QUESTIONS>
1. Name every television series mentioned in the forum post on Star Trek command structure.
2. Return, verbatim, the portion of the forum post on Star Trek command structure starting at "So in this setup" and ending at "time to time.".

╭─ SUPPLIED PASSAGE

Doctor Clu wrote:
I'm afraid you have to chalk that up to the cliches of storytelling, like Captain Kirk leading every away party or The Unit's members being able to blend into every enviroment, the series wanted to explore every aspect of the war but keep the continuity of the characters
I'm reading through this thread since I am nearing the end of watching Space Above and Beyond, but I find myself wondering what Star Trek would be like if it were more like real life command structure:
Star Trek opens showing the bridge. A situation is discovered. A landing party is created. Rather than risk people like the Captain, Science Officer, or the Chief Medical Officers, all of which Starfleet has invested years of training and development, subordinates are chosen.
Actually I liked the episode of Star Trek Next Generation when Wesley Crusher was given the assignment to pull together a landing party. He evaluated the facts, looked at the possible people and worked from there. No command staff sent on that mission.
So in this setup you could have some repeats, but you could also have new actors and actresses get a start as the show would feature all kinds of new faces. Many short stories arced together by a common command staff that in of themselves are changed out from time to time.

╰─
╭─ AVAILABLE DATA

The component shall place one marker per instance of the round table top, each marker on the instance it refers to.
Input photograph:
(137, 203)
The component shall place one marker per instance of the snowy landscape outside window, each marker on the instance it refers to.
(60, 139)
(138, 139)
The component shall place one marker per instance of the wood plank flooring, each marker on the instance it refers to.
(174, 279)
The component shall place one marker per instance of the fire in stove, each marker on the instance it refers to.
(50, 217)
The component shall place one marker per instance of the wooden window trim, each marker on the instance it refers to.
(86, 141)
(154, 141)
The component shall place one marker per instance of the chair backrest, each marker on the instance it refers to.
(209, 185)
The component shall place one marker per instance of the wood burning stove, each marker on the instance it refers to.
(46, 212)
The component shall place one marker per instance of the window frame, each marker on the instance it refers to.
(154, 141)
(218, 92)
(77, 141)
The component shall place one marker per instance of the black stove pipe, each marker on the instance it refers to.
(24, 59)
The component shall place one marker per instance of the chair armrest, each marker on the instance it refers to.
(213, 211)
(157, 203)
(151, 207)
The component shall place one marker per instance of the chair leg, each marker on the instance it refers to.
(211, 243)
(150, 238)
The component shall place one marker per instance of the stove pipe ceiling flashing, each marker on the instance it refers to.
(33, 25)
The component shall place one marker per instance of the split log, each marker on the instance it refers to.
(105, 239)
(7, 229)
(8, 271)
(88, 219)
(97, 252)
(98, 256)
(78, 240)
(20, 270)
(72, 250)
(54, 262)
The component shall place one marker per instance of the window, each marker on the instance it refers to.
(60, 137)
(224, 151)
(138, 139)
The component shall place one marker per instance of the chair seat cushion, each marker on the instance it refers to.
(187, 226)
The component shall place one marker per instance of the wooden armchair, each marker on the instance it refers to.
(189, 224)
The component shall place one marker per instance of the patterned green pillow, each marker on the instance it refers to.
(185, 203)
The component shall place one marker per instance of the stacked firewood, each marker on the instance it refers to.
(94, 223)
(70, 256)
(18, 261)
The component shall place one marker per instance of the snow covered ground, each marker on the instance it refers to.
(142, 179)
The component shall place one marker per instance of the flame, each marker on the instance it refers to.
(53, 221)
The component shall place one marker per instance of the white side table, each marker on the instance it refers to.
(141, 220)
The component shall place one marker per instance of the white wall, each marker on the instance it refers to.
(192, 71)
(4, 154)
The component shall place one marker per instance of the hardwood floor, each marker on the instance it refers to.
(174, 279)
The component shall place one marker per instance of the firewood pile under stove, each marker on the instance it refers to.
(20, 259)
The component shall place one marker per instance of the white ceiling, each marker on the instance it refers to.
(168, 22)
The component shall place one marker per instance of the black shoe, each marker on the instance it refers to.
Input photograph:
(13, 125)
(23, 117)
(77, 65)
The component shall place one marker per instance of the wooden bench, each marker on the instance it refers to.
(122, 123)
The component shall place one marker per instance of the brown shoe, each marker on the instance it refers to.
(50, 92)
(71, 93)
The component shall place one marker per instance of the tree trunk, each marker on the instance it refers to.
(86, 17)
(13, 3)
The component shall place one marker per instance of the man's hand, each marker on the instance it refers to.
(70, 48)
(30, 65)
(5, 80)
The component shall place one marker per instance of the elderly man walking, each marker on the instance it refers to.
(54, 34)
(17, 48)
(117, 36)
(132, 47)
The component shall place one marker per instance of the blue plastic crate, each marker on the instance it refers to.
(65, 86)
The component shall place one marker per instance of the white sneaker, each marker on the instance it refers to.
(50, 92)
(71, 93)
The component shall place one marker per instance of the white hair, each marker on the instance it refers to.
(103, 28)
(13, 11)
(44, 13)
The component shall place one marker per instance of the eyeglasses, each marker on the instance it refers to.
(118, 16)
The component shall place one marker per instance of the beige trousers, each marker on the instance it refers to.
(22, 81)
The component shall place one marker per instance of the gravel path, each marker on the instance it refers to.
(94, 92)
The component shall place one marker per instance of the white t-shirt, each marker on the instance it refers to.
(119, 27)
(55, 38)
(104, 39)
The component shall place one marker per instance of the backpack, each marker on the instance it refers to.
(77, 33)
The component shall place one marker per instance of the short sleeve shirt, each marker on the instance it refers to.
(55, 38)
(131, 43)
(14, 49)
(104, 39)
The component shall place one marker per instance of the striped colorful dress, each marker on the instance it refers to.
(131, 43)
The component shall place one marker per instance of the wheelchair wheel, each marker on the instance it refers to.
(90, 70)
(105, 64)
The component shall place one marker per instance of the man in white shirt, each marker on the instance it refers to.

╰─

ANSWERS TO THE EXERCISES>
1.
- The Unit
- Space Above and Beyond
- Star Trek
- Star Trek Next Generation

2.
So in this setup you could have some repeats, but you could also have new actors and actresses get a start as the show would feature all kinds of new faces. Many short stories arced together by a common command staff that in of themselves are changed out from time to time.